2
The poet observes.
A
Midsummer Night's Dream
Romeo
and Juliet is
considered a tragedy and A
Midsummer Night's Dream a
comedy. The characters of A
Midsummer Night's Dream are
portrayed as ridiculously unreal, while the two lovers in
Verona express engaging emotion. The accepted passion from
Verona might suggest that Shakespeare is a spokesman for
great and romantic love. The humorous point of view that
emerges from the comedy, on the other hand, leads to a
smiling rejection of all the ‘low’ or disturbed behaviour
displayed during the midsummer night confusion.
The justification for not considering the events that take
place as serious meets us even in the name. The curious
story throws a dreamy veil over all that happens in the
mythical forest with its fairies, its fairy-kings and
amazon-queens, together with Puck who moves lightly as a
spirit across tremendous distances. The sprites of the
story have had the most amazing magical powers put at their
disposal. The result of the dreamlike quality and the
supernatural powers is an exuberant game, where the most
down-to-earth element is a group of artisans from Athens
who are going to perform their love drama at a royal
wedding. But everything displayed by these simple actors is
a completely hilarious caricature, so that we never have to
take them seriously.

────────────────────

• Requests:
1) In the listing, turn the lines starting at the one containing "of the dark" and ending at the one containing "[[221, 110]]" into a Markdown table with two columns, Row and Line, where Row gives a running number and Line holds the line itself; leave out any blank lines.
2) Go on with the piece comparing Romeo and Juliet and A Midsummer Night's Dream, picking up right after its last sentence.

• Source records:

────────────────────

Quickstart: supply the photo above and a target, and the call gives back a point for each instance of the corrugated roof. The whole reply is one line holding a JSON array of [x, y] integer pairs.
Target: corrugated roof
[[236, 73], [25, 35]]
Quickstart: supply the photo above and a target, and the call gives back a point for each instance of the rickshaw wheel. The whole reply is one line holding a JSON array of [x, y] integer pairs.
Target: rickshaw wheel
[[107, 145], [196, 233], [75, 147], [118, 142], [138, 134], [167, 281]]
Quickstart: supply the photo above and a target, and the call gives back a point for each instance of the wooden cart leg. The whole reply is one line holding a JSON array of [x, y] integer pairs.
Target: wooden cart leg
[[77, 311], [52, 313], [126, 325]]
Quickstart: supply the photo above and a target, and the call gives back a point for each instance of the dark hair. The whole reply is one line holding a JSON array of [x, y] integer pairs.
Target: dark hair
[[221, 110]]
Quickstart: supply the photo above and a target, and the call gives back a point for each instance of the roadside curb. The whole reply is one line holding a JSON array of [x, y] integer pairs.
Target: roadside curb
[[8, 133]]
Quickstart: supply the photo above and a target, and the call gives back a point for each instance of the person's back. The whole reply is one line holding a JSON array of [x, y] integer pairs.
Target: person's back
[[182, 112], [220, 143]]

────────────────────

• Answers for this exercise:
1)
| Row | Line |
|---|---|
| 1 | Quickstart: supply the photo above and a target, and the call gives back a point for each instance of the dark hair. The whole reply is one line holding a JSON array of [x, y] integer pairs. |
| 2 | Target: dark hair |
| 3 | [[221, 110]] |

2)
The superficial story of A
Midsummer Night's Dream is
incredibly involved. Four kinds of creatures take part in a
pulsating pattern.
First, there are Theseus the Duke of Athens and the
Amazon-queen Hippolyta. The couple are about to celebrate
their wedding, despite the fact that the start of their
affair was a miserable rape. Then there is a young quartet
from Athens: the beauty Hermia and her two suitors Lysander
and Demetrius, plus Demetrius' former sweetheart, the
equally lovely Helena, whom he can no longer stand. The six
artisans performing "Pyramus and Thisbe" make up a clearly
subordinate group. Finally, we have a fairy-king deeply
jealous of his queen. Along with Robin Goodfellow (Puck),
Oberon appears as Theseus' equal; he interferes freely in
the lives of the two groups from the city, with love charms
and a thousand complications.
‘The
present’ as a philosophy of life
But A
Midsummer Night's Dream resembles
Romeo
and Juliet. As the
plot of the comedy develops there are ever more peculiar
twists until they turn the whole play around. Attitudes and
results then turn out to be exactly as in the Verona
tragedy, only the circumstances are different.
An obvious reference to Romeo
and Juliet is the
story of "The Most Lamentable Comedy and Most Cruel Death
of Pyramus and Thisbe". For the comic theatrical
performance in honour of the royal couple is in every
respect a travesty of Romeo's story:
The pair love each other and are filled with the most
tender feelings. Originally they were separated by a wall
between their properties, but through a very tiny “chink”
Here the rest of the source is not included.